- Brano da leggere -
Post n°11 pubblicato il 20 Dicembre 2009 da adbuzzin
scappare lontano da tutto e da tutti.

Evadere Viaggiare con la mente, andare a ruota libera Non avere nessuno che ti disturba Essere circondati dalla steppa e scoprire nuovi orizzonti Senza paura, senza confini, ma vivere l'avventura. Sembra il nome di una donna da conquistare. I viaggi sono così Ci si deve trasportare, vedere tante cose, avere emozioni sempre diverse,

farsi travolgere dalla voglia di scoprire il mondo che c'è fuori. E sapere che è una scusa per esplorare qualcosa che si ha dentro se stessi……adalberto

ADALBERTO:…c'è chi vuole tutto dalla vita e chi non vuole niente… nei viaggi non avrò mai niente e per questo continuerò sempre a viaggiare…”

LUCIANO:Per noi viandanti che siamo sempre alla ricerca della via più solitaria,

nessun giorno comincia dove è finito il giorno precedente.

MARINO:Zingari e sognatori, magari fuor tempo, ma sereni!

ALBERTO:commento a caldo, ma penso anche a freddo: “VORREI NON AVER MAI VIAGGIATO PER NON AVER RICORDI”

- Cosa fare -
Nel brano sul viaggiare, che cosa afferma Luciano riguardo all'inizio di ogni giorno per i viandanti?

- Dati forniti -
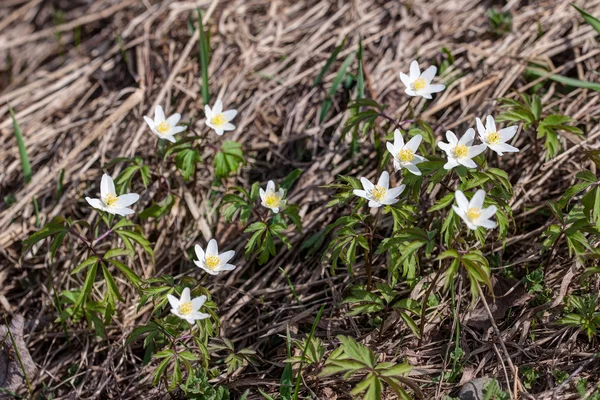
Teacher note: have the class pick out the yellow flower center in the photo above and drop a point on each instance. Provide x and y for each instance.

- Esercizio svolto -
Per i viandanti nessun giorno comincia dove è finito il giorno precedente.